Data to use>
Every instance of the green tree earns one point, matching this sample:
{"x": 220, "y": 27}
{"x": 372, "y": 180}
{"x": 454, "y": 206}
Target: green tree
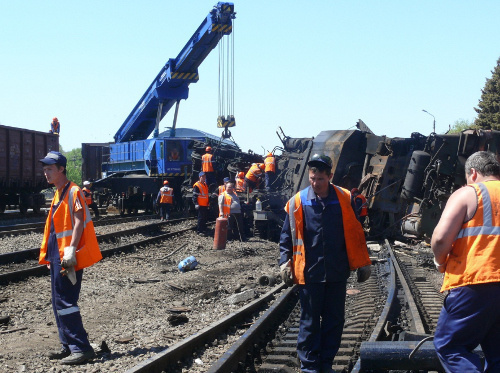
{"x": 74, "y": 166}
{"x": 461, "y": 125}
{"x": 489, "y": 104}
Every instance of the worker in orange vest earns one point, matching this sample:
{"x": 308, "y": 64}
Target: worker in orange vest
{"x": 55, "y": 126}
{"x": 254, "y": 175}
{"x": 201, "y": 202}
{"x": 230, "y": 208}
{"x": 89, "y": 198}
{"x": 207, "y": 165}
{"x": 359, "y": 204}
{"x": 165, "y": 199}
{"x": 240, "y": 182}
{"x": 270, "y": 170}
{"x": 69, "y": 245}
{"x": 321, "y": 242}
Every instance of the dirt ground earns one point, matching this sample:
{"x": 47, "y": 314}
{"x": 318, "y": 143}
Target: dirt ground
{"x": 127, "y": 300}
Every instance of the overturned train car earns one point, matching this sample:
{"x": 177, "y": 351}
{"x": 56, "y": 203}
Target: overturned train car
{"x": 406, "y": 181}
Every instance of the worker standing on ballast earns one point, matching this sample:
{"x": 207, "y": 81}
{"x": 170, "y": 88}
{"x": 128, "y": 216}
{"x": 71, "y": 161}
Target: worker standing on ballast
{"x": 55, "y": 126}
{"x": 89, "y": 199}
{"x": 207, "y": 165}
{"x": 359, "y": 204}
{"x": 466, "y": 244}
{"x": 240, "y": 182}
{"x": 165, "y": 199}
{"x": 201, "y": 201}
{"x": 270, "y": 170}
{"x": 230, "y": 208}
{"x": 321, "y": 242}
{"x": 254, "y": 176}
{"x": 69, "y": 245}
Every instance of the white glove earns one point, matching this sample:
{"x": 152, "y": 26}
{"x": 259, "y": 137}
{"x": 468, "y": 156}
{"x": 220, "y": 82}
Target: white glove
{"x": 441, "y": 267}
{"x": 286, "y": 273}
{"x": 69, "y": 257}
{"x": 364, "y": 273}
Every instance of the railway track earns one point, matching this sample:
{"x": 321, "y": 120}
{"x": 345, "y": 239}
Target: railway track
{"x": 37, "y": 227}
{"x": 396, "y": 302}
{"x": 19, "y": 265}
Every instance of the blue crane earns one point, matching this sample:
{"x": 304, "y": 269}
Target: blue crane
{"x": 172, "y": 82}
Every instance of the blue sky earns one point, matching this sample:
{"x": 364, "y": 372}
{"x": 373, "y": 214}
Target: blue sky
{"x": 304, "y": 66}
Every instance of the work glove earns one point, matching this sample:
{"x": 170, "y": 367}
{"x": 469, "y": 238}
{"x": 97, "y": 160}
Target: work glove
{"x": 363, "y": 273}
{"x": 440, "y": 267}
{"x": 286, "y": 273}
{"x": 68, "y": 262}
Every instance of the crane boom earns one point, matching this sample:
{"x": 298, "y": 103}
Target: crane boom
{"x": 172, "y": 82}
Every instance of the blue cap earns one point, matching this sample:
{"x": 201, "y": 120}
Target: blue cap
{"x": 54, "y": 157}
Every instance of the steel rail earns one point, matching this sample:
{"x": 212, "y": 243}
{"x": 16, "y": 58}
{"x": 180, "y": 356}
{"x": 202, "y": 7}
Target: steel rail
{"x": 42, "y": 269}
{"x": 161, "y": 361}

Brief> Reproduce the entire listing above verbatim, from its first line to its last, omitting the picture.

Finished answer>
Every instance of the green tree earns one point, matching this sample:
{"x": 220, "y": 27}
{"x": 372, "y": 180}
{"x": 454, "y": 206}
Target: green tree
{"x": 74, "y": 166}
{"x": 461, "y": 125}
{"x": 489, "y": 104}
Every instance of the worker in orange vest earns one point, matching this sample:
{"x": 308, "y": 64}
Target: worker in orange vest
{"x": 55, "y": 126}
{"x": 254, "y": 175}
{"x": 201, "y": 202}
{"x": 230, "y": 208}
{"x": 89, "y": 198}
{"x": 207, "y": 165}
{"x": 359, "y": 204}
{"x": 165, "y": 199}
{"x": 240, "y": 182}
{"x": 270, "y": 170}
{"x": 69, "y": 245}
{"x": 321, "y": 242}
Every instance of the dirt ground earns one point, matching this sample:
{"x": 47, "y": 314}
{"x": 318, "y": 143}
Target: dirt ground
{"x": 127, "y": 300}
Every instance of the overturned train car earns one point, matching this sample:
{"x": 177, "y": 351}
{"x": 56, "y": 203}
Target: overturned train car
{"x": 406, "y": 181}
Every instance of the worker standing on ballast earns one point, matching this sample:
{"x": 207, "y": 81}
{"x": 170, "y": 88}
{"x": 128, "y": 216}
{"x": 71, "y": 161}
Target: worker standing on ballast
{"x": 55, "y": 126}
{"x": 89, "y": 199}
{"x": 207, "y": 165}
{"x": 359, "y": 204}
{"x": 466, "y": 244}
{"x": 240, "y": 182}
{"x": 165, "y": 199}
{"x": 201, "y": 201}
{"x": 270, "y": 170}
{"x": 230, "y": 208}
{"x": 321, "y": 242}
{"x": 254, "y": 176}
{"x": 69, "y": 245}
Every instance of the white glove earns one point, matching this sample:
{"x": 152, "y": 26}
{"x": 259, "y": 137}
{"x": 468, "y": 156}
{"x": 220, "y": 82}
Target: white glove
{"x": 441, "y": 267}
{"x": 286, "y": 273}
{"x": 69, "y": 257}
{"x": 364, "y": 273}
Every instance of the railway track earns one point, matching this sample:
{"x": 321, "y": 120}
{"x": 345, "y": 239}
Target: railway track
{"x": 37, "y": 227}
{"x": 396, "y": 302}
{"x": 19, "y": 265}
Every instance of the blue crane earns one point, matching this sample:
{"x": 304, "y": 269}
Target: blue crane
{"x": 172, "y": 82}
Every instance of the blue sky earns one point, matching this sample:
{"x": 364, "y": 372}
{"x": 373, "y": 214}
Target: blue sky
{"x": 304, "y": 66}
Every instance of the work glove earns one point, matching this sample:
{"x": 170, "y": 367}
{"x": 469, "y": 238}
{"x": 97, "y": 160}
Target: work glove
{"x": 363, "y": 273}
{"x": 440, "y": 267}
{"x": 286, "y": 273}
{"x": 68, "y": 262}
Every instance of the crane boom earns one point, matching this sample:
{"x": 298, "y": 103}
Target: crane boom
{"x": 172, "y": 82}
Every instance of the blue cap earns one point, matching this sample:
{"x": 201, "y": 120}
Target: blue cap
{"x": 54, "y": 157}
Every instance of the steel rail earns one point, matching this sample:
{"x": 212, "y": 243}
{"x": 16, "y": 58}
{"x": 180, "y": 356}
{"x": 202, "y": 7}
Target: steel rail
{"x": 42, "y": 269}
{"x": 161, "y": 361}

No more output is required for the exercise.